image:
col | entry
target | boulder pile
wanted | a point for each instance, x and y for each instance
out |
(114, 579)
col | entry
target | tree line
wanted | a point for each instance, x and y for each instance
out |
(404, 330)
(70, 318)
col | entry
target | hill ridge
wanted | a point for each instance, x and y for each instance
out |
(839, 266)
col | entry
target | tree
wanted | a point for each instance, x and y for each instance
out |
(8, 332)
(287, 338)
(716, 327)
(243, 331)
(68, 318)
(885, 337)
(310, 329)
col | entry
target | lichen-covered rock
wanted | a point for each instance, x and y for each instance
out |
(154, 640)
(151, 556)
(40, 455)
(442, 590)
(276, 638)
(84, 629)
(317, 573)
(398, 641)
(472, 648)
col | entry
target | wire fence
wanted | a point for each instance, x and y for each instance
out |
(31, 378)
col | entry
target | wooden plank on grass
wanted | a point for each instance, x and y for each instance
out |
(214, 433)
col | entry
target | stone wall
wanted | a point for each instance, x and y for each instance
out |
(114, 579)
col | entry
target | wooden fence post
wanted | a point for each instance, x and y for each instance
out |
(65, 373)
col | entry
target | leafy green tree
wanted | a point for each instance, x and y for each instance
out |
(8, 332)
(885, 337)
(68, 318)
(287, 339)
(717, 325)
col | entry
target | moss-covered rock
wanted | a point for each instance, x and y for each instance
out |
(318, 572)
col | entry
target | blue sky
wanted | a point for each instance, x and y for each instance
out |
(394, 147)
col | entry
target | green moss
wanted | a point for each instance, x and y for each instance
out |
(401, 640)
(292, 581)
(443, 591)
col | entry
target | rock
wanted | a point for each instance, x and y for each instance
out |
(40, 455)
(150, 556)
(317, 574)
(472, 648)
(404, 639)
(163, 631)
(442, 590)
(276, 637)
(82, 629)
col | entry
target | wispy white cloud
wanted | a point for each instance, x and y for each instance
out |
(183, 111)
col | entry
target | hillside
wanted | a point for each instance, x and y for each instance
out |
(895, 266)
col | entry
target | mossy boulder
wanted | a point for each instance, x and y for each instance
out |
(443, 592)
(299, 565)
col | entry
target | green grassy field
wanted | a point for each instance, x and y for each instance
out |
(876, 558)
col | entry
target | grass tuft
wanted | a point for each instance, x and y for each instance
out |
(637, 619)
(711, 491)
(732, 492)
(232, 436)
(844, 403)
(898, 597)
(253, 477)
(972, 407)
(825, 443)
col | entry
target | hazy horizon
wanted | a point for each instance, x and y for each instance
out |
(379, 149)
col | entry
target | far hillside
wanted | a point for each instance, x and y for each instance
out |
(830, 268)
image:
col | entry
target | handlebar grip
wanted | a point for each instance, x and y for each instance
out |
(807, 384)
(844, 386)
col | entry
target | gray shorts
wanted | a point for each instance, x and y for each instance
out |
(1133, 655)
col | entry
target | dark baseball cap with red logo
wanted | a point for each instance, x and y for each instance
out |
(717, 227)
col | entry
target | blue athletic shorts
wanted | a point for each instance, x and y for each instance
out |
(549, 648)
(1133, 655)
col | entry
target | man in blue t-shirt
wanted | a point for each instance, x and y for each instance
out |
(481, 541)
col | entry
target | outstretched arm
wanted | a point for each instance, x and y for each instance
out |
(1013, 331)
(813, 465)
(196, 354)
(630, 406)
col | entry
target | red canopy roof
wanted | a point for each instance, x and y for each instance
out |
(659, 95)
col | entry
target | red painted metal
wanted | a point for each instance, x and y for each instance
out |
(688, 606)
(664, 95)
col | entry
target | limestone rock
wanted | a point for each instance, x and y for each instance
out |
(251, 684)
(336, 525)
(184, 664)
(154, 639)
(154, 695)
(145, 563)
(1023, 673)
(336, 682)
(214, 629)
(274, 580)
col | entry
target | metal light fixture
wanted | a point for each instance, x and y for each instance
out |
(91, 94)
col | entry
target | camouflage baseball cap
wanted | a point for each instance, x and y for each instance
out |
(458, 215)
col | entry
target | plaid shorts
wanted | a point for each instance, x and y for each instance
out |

════════

Please transcribe the material line by line, exactly, from its opening line through the line that contains "target | blue sky".

__RESULT OF THIS EXERCISE__:
image:
col | entry
target | boulder pile
wanted | a point for each instance, x and y for each instance
out |
(114, 579)
col | entry
target | tree line
wanted | a point for each instance, x and y for each instance
out |
(404, 330)
(70, 318)
col | entry
target | hill ridge
wanted | a point for each instance, x and y for each instance
out |
(839, 266)
col | entry
target | tree
wanted | a point for each instance, x and y for each instance
out |
(8, 332)
(287, 338)
(716, 327)
(243, 331)
(68, 318)
(885, 337)
(310, 329)
col | entry
target | lichen-covered rock
wanted | a point for each instance, x and y for each instance
out |
(154, 640)
(151, 556)
(40, 455)
(442, 590)
(276, 638)
(84, 629)
(317, 573)
(398, 641)
(472, 648)
col | entry
target | wire fence
wanted | a point for each instance, x and y for each instance
out |
(31, 378)
col | entry
target | wooden plank on grass
wanted | a point for each instance, x and y for each instance
out |
(214, 433)
col | entry
target | stone wall
wanted | a point for each instance, x and y for each instance
out |
(114, 579)
col | entry
target | wooden fence post
wanted | a point for each instance, x and y for each instance
out |
(65, 373)
col | entry
target | leafy green tree
wanted | a point for each instance, x and y for each instance
out |
(8, 332)
(885, 337)
(68, 318)
(287, 339)
(717, 325)
col | entry
target | moss-covered rock
wanted | a point for each instance, x and y for each instance
out |
(318, 572)
col | entry
target | blue sky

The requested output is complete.